> Instruction: Pull out every line of the data below that contains the string "pole", matching case exactly.

> Source records:
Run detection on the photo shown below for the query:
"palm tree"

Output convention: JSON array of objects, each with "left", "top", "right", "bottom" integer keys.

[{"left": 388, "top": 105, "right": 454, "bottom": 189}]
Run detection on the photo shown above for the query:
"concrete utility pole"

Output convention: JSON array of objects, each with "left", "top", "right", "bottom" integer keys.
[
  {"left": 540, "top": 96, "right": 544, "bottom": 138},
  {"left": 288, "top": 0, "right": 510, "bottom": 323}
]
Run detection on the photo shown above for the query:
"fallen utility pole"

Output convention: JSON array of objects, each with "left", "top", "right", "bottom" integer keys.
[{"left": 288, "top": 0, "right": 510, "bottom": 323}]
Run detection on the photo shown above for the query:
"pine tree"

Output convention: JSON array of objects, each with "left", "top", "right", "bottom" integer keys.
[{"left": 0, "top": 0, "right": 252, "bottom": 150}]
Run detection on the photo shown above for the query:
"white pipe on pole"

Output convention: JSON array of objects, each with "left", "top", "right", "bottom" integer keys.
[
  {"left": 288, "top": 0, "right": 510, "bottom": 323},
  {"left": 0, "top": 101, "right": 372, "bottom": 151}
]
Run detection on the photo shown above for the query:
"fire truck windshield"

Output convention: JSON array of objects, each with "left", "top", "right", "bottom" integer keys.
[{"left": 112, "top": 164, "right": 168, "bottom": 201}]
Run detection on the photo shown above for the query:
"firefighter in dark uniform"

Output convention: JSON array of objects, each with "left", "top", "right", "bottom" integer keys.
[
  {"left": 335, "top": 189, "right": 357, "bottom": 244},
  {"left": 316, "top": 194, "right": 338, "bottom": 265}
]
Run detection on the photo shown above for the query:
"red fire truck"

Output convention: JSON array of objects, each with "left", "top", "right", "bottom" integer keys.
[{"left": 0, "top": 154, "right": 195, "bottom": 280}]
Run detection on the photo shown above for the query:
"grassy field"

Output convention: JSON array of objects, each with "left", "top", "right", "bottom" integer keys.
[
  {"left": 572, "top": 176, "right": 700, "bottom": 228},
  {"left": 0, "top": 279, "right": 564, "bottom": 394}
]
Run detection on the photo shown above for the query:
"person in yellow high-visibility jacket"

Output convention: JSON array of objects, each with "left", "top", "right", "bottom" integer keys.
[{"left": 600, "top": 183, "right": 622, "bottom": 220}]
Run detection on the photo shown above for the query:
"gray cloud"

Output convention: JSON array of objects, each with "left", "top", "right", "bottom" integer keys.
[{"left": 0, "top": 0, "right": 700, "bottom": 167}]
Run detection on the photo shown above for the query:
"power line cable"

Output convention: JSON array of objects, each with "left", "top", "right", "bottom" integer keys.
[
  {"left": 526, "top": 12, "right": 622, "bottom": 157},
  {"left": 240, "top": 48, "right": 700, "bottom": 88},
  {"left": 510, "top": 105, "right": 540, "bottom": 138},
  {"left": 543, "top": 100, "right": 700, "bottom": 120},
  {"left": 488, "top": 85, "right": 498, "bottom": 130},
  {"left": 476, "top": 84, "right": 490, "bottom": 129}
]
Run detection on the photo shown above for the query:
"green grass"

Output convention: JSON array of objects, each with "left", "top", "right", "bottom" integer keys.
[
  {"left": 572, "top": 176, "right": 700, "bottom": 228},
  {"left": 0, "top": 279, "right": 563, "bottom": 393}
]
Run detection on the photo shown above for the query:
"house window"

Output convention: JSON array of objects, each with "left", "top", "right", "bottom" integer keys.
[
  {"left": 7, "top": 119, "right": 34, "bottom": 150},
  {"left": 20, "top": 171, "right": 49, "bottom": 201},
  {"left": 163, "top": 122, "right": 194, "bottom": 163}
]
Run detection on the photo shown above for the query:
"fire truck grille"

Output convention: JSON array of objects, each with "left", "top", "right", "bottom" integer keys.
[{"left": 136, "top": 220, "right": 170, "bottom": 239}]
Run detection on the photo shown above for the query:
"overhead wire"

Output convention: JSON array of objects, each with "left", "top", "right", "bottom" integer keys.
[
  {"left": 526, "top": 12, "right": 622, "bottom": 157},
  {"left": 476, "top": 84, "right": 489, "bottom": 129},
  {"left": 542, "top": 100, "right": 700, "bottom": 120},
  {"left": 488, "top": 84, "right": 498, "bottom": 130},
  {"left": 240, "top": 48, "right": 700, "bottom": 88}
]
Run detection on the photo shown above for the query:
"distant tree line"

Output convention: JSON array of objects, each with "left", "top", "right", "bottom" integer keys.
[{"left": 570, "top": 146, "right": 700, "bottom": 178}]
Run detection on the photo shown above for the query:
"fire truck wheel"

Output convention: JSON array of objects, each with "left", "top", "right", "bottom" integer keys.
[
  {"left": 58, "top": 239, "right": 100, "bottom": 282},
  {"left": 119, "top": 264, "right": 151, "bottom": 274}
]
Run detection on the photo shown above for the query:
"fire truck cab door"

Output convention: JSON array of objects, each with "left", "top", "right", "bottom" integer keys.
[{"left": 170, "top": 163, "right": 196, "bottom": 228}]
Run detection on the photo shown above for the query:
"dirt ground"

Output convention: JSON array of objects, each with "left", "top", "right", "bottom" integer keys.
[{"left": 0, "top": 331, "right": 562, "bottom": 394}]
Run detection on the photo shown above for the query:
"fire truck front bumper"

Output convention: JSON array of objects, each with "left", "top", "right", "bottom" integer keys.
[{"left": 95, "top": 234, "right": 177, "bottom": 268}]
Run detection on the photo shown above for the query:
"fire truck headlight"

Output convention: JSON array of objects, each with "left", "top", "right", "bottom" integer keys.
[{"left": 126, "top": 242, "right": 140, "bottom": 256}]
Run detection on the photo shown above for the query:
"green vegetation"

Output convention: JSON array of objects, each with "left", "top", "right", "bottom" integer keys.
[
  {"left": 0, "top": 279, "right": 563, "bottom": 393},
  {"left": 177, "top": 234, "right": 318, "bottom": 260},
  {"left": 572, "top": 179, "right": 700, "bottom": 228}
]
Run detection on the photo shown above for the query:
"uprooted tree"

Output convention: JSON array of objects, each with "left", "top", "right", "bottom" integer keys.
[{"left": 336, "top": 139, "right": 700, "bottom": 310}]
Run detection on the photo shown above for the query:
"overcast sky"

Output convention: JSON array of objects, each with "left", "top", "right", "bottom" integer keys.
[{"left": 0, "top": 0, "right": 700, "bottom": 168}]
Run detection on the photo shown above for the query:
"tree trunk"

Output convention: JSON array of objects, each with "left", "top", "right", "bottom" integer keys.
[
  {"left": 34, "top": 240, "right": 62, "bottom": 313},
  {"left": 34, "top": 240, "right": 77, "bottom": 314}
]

> Full output:
"concrete utility pole"
"fallen utility pole"
"white pipe on pole"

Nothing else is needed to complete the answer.